[Data listing start]

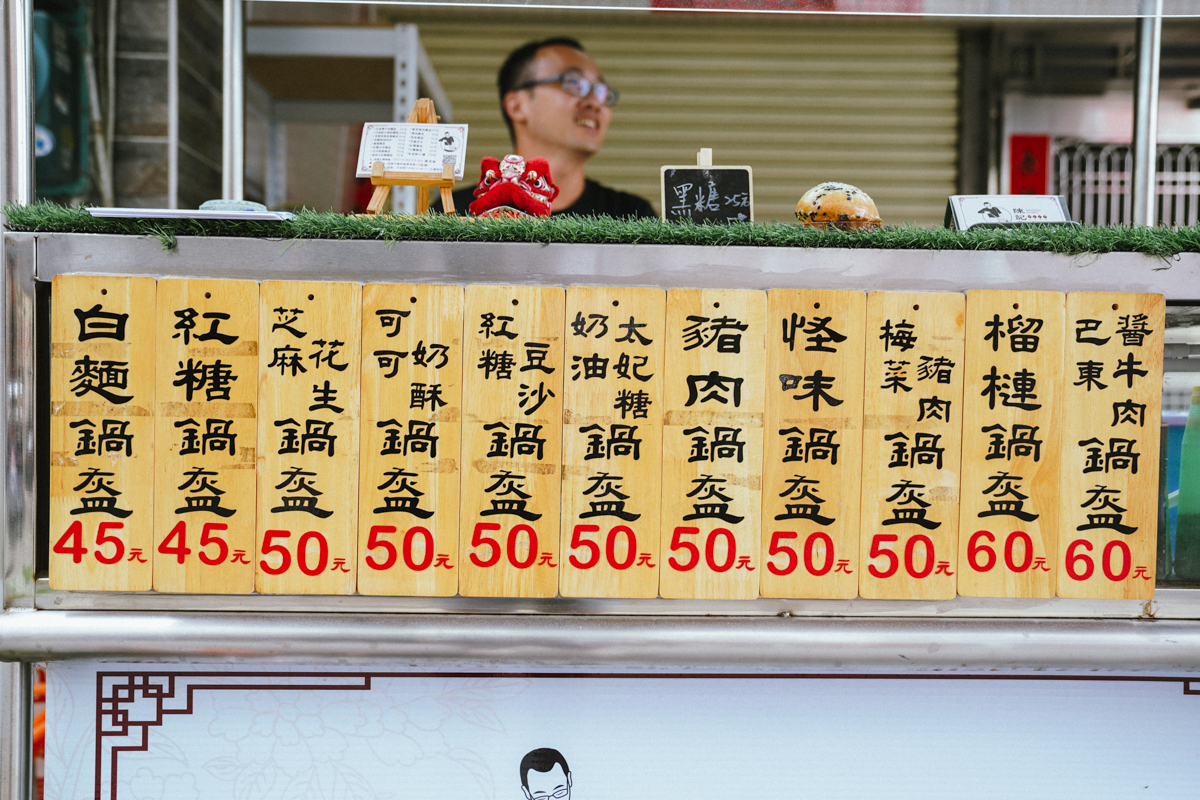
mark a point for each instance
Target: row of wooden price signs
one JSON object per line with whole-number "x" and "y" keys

[Data listing end]
[Data listing start]

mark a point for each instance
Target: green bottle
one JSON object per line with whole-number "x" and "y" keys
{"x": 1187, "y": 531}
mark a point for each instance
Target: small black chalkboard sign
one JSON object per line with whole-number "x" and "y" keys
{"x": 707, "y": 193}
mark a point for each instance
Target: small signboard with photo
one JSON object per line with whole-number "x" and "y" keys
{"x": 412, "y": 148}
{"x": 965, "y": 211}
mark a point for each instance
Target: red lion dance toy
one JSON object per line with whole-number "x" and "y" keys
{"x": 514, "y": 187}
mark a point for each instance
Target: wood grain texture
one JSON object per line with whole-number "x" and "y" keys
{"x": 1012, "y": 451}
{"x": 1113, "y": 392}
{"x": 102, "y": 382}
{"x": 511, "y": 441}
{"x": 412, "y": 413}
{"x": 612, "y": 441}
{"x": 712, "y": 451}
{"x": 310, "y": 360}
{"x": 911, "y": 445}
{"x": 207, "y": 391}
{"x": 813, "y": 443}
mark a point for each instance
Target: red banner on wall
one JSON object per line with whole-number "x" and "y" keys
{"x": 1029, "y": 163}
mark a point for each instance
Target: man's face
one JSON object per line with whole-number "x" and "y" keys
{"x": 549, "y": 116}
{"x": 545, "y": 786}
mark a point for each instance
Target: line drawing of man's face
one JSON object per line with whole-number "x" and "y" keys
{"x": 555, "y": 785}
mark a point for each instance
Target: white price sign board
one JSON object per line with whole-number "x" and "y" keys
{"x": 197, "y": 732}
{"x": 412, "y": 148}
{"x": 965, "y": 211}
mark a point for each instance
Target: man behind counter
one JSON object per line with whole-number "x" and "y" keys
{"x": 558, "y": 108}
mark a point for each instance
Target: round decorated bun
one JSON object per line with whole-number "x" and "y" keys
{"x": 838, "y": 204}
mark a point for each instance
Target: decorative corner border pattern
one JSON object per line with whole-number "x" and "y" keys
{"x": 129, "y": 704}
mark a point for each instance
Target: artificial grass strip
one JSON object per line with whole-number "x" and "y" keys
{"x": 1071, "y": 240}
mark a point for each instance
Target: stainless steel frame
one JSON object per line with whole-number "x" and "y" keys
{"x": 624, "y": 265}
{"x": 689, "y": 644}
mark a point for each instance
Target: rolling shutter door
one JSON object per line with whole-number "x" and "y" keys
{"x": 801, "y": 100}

[Data listing end]

__Directions__
Can you pull out every line in the records that contains the word "small"?

__Written answer__
Target: small black chalkboard sign
Target: small signboard with photo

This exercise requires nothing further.